(MATERIAL FOR THIS TASK begins)
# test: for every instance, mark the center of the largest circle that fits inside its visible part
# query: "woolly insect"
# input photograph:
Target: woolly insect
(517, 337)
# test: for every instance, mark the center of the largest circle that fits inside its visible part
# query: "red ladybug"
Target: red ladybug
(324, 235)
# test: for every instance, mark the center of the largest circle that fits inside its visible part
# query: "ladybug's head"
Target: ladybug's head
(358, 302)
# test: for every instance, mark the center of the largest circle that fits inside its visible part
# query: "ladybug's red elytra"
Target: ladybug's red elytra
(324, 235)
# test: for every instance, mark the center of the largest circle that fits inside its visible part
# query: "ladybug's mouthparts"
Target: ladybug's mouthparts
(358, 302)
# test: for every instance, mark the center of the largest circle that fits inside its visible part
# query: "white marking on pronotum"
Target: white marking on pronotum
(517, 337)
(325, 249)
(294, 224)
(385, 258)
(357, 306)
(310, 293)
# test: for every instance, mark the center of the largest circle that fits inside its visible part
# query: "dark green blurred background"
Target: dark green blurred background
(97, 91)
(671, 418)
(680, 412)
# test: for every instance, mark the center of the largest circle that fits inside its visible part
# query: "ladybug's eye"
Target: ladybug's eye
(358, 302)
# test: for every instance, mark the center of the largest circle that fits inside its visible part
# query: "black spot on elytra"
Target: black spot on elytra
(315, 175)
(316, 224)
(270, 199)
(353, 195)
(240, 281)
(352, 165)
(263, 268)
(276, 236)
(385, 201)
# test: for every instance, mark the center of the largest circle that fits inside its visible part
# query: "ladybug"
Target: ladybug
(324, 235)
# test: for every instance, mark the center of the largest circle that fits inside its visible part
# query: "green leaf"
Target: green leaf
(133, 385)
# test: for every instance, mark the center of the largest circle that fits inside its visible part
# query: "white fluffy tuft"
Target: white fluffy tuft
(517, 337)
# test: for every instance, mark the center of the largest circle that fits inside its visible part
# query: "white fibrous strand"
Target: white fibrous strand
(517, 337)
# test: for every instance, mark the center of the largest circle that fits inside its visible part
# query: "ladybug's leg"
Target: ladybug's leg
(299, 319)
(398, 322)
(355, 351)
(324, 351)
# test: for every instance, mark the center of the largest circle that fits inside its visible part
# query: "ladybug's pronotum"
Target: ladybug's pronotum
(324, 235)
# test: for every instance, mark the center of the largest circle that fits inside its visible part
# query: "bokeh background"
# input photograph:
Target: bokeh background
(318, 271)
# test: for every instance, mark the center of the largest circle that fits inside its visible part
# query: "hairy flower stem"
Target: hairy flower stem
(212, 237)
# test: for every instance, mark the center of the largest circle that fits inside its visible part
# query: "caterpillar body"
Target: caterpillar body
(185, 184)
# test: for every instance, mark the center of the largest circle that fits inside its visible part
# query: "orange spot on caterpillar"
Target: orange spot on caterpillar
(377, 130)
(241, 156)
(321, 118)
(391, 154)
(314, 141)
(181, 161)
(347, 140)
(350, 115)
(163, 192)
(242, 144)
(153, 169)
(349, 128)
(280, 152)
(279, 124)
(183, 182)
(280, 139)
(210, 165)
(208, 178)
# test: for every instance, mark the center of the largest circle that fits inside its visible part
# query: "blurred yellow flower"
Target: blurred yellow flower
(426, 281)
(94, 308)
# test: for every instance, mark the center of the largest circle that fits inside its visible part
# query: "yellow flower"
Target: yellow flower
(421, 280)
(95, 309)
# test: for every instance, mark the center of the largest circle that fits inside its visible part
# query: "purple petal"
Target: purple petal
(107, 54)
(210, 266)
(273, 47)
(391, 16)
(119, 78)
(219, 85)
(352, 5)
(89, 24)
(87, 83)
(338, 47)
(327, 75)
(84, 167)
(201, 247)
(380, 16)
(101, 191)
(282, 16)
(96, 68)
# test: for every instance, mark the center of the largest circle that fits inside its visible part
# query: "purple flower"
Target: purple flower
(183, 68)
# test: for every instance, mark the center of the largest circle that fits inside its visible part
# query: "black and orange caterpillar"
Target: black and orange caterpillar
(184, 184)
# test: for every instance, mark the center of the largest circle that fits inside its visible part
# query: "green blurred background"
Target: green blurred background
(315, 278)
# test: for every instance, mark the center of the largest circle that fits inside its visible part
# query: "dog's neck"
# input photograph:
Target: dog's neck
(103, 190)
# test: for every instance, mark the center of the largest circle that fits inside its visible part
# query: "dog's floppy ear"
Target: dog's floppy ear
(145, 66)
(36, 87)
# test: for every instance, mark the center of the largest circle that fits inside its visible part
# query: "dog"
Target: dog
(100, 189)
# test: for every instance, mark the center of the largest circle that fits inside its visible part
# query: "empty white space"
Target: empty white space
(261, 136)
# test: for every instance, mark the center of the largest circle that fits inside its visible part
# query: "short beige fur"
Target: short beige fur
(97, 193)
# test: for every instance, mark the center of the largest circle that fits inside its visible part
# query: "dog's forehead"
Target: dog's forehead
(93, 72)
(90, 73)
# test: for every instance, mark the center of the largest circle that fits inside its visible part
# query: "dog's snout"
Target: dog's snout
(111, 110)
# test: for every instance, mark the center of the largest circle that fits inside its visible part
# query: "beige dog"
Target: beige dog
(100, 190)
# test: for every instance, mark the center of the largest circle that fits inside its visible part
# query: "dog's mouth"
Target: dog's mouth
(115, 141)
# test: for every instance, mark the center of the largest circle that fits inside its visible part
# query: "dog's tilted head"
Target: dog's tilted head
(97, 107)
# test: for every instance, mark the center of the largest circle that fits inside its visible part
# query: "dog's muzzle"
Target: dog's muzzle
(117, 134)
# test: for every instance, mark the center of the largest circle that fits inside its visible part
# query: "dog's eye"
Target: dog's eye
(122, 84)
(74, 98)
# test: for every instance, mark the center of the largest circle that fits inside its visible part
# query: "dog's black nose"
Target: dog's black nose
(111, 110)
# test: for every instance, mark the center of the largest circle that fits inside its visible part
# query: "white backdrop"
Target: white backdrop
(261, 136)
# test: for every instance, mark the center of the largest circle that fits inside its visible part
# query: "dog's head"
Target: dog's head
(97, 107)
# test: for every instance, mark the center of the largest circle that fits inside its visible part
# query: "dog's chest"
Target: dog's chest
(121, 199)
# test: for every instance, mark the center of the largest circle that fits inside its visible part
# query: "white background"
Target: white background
(MATERIAL FOR THIS TASK ends)
ASSIGNMENT =
Restate every entry word for word.

SOLUTION TO THIS EXERCISE =
# test: for every instance, mark the center of the largest circle that fits inside its visible part
# query: "woolly insect"
# input photograph:
Target: woolly insect
(517, 337)
# test: for every instance, mark the center of the largest circle that fits inside its visible part
# query: "red ladybug"
Target: red ladybug
(324, 235)
# test: for every instance, mark the center of the largest circle that fits inside its visible part
# query: "ladybug's head"
Target: ladybug's head
(358, 302)
# test: for every instance, mark the center of the largest circle that fits inside its visible part
# query: "ladybug's red elytra"
Target: ladybug's red elytra
(324, 235)
# test: for every instance, mark the center of the largest circle that fits inside its visible part
# query: "ladybug's mouthparts"
Target: ladybug's mouthparts
(358, 302)
# test: for every instance, mark the center of the largest circle that fits inside its visible part
# query: "white marking on pronotum"
Target: white marking on pronotum
(517, 337)
(325, 249)
(294, 224)
(385, 258)
(357, 306)
(310, 293)
# test: for every instance, mark the center of the largest circle that fits inside its visible part
# query: "dark green blurred background"
Target: dark green blurred background
(97, 91)
(671, 418)
(680, 412)
# test: for every instance, mark the center of the largest circle that fits inside its visible part
# query: "ladybug's eye"
Target: ladybug's eye
(358, 302)
# test: for every instance, mark the center of the largest circle that fits inside its visible part
# query: "black spot on elytra"
Target: black spot on elytra
(315, 175)
(316, 224)
(270, 199)
(353, 195)
(240, 281)
(352, 165)
(263, 268)
(276, 236)
(385, 201)
# test: for every instance, mark the center of the largest circle that fits inside its visible part
# query: "ladybug"
Target: ladybug
(324, 235)
# test: for every instance, mark the center of the largest circle that fits inside its visible part
# query: "green leaf"
Target: green leaf
(133, 385)
# test: for every instance, mark the center of the largest circle that fits inside its visible part
# query: "white fluffy tuft"
Target: white fluffy tuft
(517, 337)
# test: for every instance, mark the center of the largest circle that fits inside its visible part
# query: "white fibrous strand"
Target: white fibrous strand
(517, 337)
# test: for every instance, mark the center of the largest circle that fits inside its visible part
# query: "ladybug's leg"
Target: ladybug's leg
(299, 319)
(398, 322)
(355, 351)
(324, 351)
# test: for every instance, mark the center of the largest circle that fits inside its visible part
# query: "ladybug's pronotum"
Target: ladybug's pronotum
(324, 235)
# test: for every instance, mark the center of the largest circle that fits inside its visible part
# query: "bokeh background"
# input photograph:
Target: bokeh background
(318, 271)
# test: for every instance, mark the center of the largest circle that fits inside its visible part
# query: "hairy flower stem"
Target: hairy flower stem
(212, 237)
# test: for every instance, mark the center of the largest circle that fits inside its visible part
# query: "caterpillar body"
Target: caterpillar body
(185, 184)
# test: for every instance, mark the center of the largest circle that fits inside its visible part
# query: "orange spot on caterpillar"
Target: orange spot on caterpillar
(377, 130)
(241, 156)
(321, 118)
(391, 154)
(314, 141)
(181, 161)
(347, 140)
(350, 115)
(163, 192)
(242, 144)
(153, 169)
(349, 128)
(280, 152)
(279, 124)
(183, 182)
(280, 139)
(210, 165)
(208, 178)
# test: for every instance, mark the center of the largest circle that fits inside its visible part
# query: "blurred yellow flower"
Target: blurred yellow flower
(426, 281)
(94, 308)
# test: for every instance, mark the center of the largest circle that fits inside its visible part
# query: "yellow flower"
Target: yellow flower
(421, 280)
(95, 309)
# test: for every instance, mark the center of the largest circle that fits inside its visible part
# query: "purple petal"
Target: purple petal
(107, 54)
(210, 266)
(273, 47)
(391, 16)
(119, 78)
(219, 85)
(352, 5)
(89, 24)
(87, 83)
(338, 47)
(327, 75)
(84, 167)
(201, 247)
(380, 16)
(101, 191)
(282, 16)
(96, 68)
# test: for every instance, mark the center of the largest circle that fits inside its visible part
# query: "purple flower"
Target: purple flower
(183, 68)
# test: for every instance, mark the center of the largest circle that fits inside its visible part
# query: "black and orange caterpillar"
Target: black and orange caterpillar
(184, 184)
# test: for every instance, mark the center of the largest circle that fits inside its visible part
# query: "green blurred background"
Target: green blurred background
(315, 278)
# test: for every instance, mark the center of the largest circle that fits inside its visible part
# query: "dog's neck"
# input photograph:
Target: dog's neck
(103, 190)
# test: for every instance, mark the center of the largest circle that fits inside its visible part
# query: "dog's floppy ear"
Target: dog's floppy ear
(145, 66)
(36, 87)
# test: for every instance, mark the center of the largest circle that fits inside its visible part
# query: "dog"
Target: dog
(100, 189)
# test: for every instance, mark the center of the largest circle that fits inside its visible part
# query: "empty white space"
Target: empty white space
(261, 136)
# test: for every instance, mark the center of the largest circle that fits inside its visible part
# query: "short beige fur"
Target: short beige fur
(97, 193)
# test: for every instance, mark the center of the largest circle that fits inside its visible part
# query: "dog's forehead"
Target: dog's forehead
(93, 72)
(90, 73)
# test: for every instance, mark the center of the largest circle that fits inside its visible part
# query: "dog's snout"
Target: dog's snout
(111, 110)
# test: for every instance, mark the center of the largest circle that fits inside its visible part
# query: "beige dog"
Target: beige dog
(100, 190)
# test: for every instance, mark the center of the largest circle that fits inside its visible part
# query: "dog's mouth"
Target: dog's mouth
(115, 141)
# test: for every instance, mark the center of the largest circle that fits inside its visible part
# query: "dog's tilted head"
Target: dog's tilted head
(97, 107)
# test: for every instance, mark the center of the largest circle that fits inside its visible part
# query: "dog's muzzle"
Target: dog's muzzle
(117, 134)
# test: for every instance, mark the center of the largest circle that fits inside its visible part
# query: "dog's eye"
Target: dog's eye
(122, 84)
(74, 98)
# test: for every instance, mark the center of the largest circle that fits inside its visible part
# query: "dog's black nose"
Target: dog's black nose
(111, 110)
# test: for every instance, mark the center of the largest circle that fits inside its visible part
# query: "white backdrop"
Target: white backdrop
(261, 136)
# test: for every instance, mark the center of the largest circle that fits inside its visible part
# query: "dog's head"
Target: dog's head
(97, 107)
# test: for every instance, mark the center of the largest circle that fits inside its visible part
# query: "dog's chest"
Target: dog's chest
(121, 199)
# test: for every instance, mark the center of the largest circle that fits inside its visible part
# query: "white background"
Target: white background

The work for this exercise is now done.